* _What is asked_
Reproduce the passage from the forum thread on specious backstories below, starting at the words "## MarkW (Feb" and stopping after "to this day.".

* _Selected excerpt_
**********

# Specious backstories



## KenOC (Mar 7, 2011)

False myths surround some works. An early example is CPE Bach’s note on the manuscript of the unfinished Contrapunctus XIV of his father’s Art of Fugue: “At the point where the composer introduces the name BACH in the countersubject to this fugue, the composer died." Of course, we know now that Bach put his AOF aside a year or two before his death, for unknown reasons.

There are plenty of other examples, some often cited here as truths. Are there any that you find especially irritating? (I've got a few.)


----------



## MarkW (Feb 16, 2015)

Not so much irritated as disappointed that the story that Alkan died being crushed to death by a bookcase isnt true.


----------



## Roger Knox (Jul 19, 2017)

The forged letter to "Baron von X" of 1815 where Mozart claims instantaneous inspiration for his composing including all details. The forgery was exposed in Otto Jahn's biography (1859) but persists to this day.


----------



## EdwardBast (Nov 25, 2013)

The idiotic story that Tchaikovsky's Sixth is a suicide note and that it reflects personal depression (along with the idea that he committed suicide — but that isn't related to a particular work.)


----------



## eugeneonagain (May 14, 2017)

**********

* _Data records_
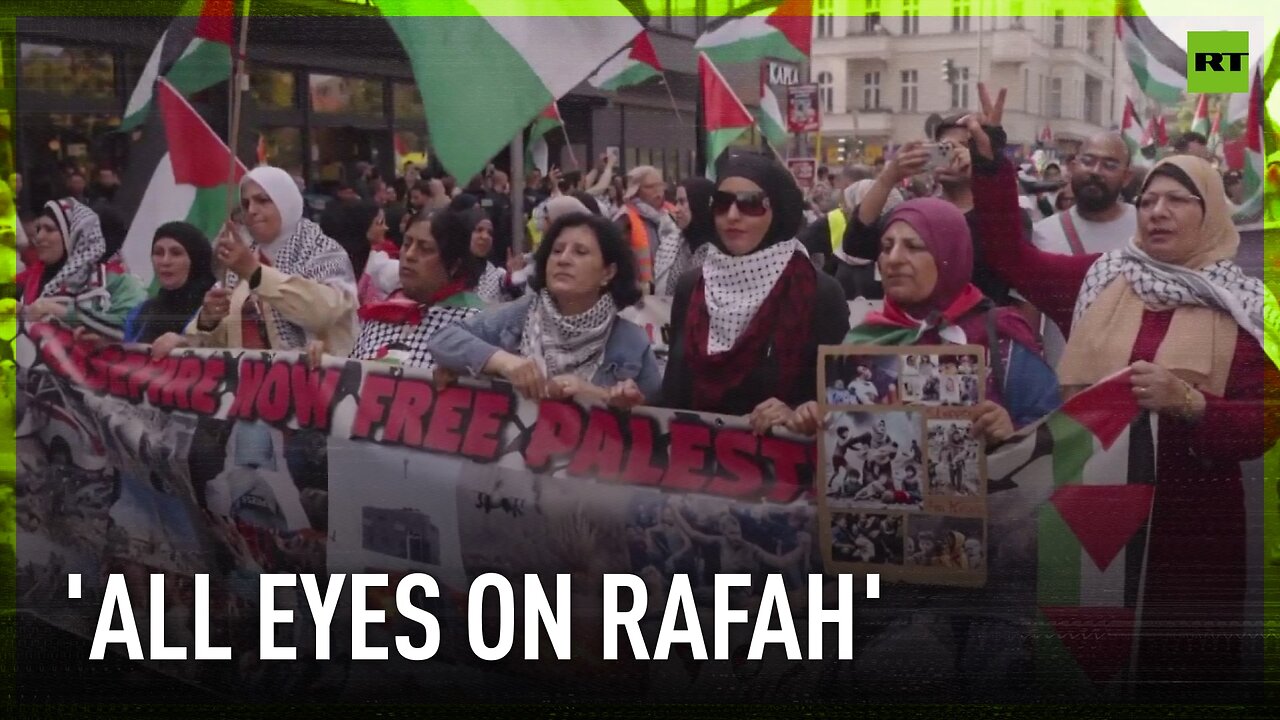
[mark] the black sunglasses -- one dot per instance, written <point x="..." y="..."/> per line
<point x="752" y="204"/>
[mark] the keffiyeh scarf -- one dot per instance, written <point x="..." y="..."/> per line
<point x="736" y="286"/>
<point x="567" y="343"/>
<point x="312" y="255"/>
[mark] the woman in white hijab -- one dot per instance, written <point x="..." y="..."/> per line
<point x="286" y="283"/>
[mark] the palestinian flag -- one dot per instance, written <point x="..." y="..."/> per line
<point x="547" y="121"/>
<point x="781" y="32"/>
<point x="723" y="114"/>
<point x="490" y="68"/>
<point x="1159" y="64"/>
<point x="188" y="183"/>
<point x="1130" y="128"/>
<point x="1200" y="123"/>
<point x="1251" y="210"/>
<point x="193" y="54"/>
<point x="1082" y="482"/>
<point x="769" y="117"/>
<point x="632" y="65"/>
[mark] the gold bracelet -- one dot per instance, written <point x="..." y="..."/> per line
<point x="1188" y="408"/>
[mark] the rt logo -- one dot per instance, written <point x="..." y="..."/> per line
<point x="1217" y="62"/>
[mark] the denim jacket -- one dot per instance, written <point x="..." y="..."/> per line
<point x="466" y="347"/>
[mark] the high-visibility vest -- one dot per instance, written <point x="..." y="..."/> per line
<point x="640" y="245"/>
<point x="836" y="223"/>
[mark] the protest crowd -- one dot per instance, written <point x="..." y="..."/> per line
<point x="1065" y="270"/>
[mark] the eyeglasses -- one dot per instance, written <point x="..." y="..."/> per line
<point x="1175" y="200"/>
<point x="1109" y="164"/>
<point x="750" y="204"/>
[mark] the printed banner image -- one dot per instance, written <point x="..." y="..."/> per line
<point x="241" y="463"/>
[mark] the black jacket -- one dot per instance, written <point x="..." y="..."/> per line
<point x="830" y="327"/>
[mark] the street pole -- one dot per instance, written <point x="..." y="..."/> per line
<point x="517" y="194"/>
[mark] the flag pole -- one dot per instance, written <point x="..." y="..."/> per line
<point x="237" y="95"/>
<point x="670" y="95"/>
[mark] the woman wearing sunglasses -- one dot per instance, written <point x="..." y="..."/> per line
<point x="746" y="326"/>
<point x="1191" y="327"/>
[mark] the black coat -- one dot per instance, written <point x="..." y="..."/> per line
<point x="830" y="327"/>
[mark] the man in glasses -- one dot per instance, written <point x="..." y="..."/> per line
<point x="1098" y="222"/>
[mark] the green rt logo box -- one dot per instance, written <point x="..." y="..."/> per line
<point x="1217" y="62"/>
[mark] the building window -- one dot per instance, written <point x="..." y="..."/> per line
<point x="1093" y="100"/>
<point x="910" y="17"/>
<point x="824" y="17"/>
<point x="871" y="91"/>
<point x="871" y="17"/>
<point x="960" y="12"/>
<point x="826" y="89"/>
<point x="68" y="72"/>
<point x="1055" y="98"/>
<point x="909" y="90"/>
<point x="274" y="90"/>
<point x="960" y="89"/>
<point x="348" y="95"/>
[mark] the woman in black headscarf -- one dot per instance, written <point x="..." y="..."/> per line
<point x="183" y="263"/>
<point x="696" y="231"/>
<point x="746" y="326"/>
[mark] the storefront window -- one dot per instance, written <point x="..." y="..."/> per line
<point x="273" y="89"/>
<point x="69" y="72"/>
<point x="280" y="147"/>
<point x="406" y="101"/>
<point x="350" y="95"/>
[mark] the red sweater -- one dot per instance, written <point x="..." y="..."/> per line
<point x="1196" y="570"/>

**********

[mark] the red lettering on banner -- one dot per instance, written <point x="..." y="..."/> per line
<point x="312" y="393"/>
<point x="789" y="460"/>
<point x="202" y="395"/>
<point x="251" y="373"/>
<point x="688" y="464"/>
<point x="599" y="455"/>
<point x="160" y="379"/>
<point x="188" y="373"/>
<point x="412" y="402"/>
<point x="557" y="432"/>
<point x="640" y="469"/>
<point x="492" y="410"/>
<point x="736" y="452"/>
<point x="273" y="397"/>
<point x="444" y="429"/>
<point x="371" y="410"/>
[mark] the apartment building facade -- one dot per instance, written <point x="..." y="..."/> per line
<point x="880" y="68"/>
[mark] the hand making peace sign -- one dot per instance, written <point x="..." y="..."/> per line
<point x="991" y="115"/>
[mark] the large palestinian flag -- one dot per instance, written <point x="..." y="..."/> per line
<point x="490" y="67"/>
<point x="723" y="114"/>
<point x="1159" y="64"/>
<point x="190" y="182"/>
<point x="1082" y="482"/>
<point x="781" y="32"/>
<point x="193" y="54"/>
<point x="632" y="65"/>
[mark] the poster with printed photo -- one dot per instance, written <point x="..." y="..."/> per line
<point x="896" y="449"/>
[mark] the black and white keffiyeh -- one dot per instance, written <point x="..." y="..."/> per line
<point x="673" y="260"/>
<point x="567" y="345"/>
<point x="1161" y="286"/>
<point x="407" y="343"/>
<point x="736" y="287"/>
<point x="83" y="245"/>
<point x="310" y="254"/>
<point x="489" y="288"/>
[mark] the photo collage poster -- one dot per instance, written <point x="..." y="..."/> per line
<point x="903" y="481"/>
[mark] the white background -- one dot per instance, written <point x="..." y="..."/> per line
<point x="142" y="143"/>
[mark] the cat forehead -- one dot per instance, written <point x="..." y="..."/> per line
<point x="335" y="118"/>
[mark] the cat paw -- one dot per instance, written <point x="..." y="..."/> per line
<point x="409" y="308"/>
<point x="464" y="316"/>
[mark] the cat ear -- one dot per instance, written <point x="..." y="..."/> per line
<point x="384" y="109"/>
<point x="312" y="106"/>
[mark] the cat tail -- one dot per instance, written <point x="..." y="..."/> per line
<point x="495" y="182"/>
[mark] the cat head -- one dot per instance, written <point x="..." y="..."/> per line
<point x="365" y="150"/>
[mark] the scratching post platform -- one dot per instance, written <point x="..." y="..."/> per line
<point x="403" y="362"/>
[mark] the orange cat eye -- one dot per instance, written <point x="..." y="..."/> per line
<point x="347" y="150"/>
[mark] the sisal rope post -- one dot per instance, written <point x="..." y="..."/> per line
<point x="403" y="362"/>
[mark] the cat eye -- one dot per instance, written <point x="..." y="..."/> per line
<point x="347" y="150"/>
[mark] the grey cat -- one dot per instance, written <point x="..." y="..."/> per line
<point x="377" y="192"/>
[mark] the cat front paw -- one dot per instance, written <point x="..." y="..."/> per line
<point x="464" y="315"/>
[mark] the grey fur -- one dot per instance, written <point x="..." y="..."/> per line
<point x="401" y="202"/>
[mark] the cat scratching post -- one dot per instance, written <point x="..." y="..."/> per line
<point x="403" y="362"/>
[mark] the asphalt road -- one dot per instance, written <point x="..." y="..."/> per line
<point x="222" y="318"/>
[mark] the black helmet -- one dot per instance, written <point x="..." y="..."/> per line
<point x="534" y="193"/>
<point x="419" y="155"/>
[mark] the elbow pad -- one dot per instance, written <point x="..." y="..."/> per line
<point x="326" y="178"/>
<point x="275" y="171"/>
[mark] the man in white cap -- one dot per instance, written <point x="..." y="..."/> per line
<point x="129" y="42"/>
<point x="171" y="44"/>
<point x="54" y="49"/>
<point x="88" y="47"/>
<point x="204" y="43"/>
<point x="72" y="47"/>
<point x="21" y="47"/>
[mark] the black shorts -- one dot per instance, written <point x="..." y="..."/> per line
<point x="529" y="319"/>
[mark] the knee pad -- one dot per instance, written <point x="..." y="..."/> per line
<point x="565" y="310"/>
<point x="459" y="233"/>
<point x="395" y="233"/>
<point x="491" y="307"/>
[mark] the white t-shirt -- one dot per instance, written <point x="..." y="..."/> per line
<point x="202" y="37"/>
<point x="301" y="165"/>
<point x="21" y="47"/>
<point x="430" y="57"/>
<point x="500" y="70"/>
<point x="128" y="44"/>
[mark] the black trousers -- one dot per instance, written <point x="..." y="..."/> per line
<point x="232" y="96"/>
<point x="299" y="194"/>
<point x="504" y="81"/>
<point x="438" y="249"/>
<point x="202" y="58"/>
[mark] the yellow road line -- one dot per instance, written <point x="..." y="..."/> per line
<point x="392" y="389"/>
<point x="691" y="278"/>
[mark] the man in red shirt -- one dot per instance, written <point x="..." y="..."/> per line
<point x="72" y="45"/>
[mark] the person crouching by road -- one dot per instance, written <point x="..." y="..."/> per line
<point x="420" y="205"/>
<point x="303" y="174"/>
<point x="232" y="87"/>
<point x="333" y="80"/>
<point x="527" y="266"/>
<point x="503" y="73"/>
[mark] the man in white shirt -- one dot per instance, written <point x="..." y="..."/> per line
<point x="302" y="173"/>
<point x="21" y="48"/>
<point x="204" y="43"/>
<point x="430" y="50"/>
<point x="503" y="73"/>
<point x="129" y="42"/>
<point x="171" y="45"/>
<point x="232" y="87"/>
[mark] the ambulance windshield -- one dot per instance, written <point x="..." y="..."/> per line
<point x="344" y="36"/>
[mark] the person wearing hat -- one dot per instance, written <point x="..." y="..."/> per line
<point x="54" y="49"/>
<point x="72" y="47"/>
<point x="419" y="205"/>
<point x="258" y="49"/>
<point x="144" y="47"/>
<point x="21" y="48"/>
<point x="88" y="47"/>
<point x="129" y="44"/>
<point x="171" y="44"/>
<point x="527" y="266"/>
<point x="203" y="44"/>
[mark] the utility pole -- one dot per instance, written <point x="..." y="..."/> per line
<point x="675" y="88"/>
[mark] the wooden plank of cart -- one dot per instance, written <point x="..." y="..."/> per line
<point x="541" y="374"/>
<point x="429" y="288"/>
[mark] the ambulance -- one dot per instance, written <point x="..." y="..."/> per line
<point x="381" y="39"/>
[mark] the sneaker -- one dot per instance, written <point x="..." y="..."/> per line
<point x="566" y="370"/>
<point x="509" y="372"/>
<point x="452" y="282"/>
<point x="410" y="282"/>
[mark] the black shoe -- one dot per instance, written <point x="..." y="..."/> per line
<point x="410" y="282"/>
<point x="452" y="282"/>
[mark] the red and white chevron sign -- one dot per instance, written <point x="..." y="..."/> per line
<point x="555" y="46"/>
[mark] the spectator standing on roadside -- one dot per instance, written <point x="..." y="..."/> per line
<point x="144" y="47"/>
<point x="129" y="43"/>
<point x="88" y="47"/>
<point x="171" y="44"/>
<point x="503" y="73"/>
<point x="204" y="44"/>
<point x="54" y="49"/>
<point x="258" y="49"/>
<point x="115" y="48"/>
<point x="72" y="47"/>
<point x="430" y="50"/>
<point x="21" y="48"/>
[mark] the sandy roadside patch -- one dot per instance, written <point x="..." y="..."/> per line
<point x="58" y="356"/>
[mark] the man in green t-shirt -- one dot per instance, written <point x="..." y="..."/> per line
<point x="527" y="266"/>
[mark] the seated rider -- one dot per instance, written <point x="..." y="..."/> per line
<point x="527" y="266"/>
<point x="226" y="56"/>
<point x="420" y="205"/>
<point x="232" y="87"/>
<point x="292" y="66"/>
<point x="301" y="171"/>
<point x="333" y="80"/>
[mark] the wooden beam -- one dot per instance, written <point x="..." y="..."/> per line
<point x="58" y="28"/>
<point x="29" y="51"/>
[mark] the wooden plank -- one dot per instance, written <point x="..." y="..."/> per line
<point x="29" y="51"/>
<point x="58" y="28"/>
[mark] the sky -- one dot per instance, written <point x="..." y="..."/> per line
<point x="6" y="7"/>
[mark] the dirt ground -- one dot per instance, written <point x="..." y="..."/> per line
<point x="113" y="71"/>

**********

* _Exercise result_
## MarkW (Feb 16, 2015)

Not so much irritated as disappointed that the story that Alkan died being crushed to death by a bookcase isnt true.


----------



## Roger Knox (Jul 19, 2017)

The forged letter to "Baron von X" of 1815 where Mozart claims instantaneous inspiration for his composing including all details. The forgery was exposed in Otto Jahn's biography (1859) but persists to this day.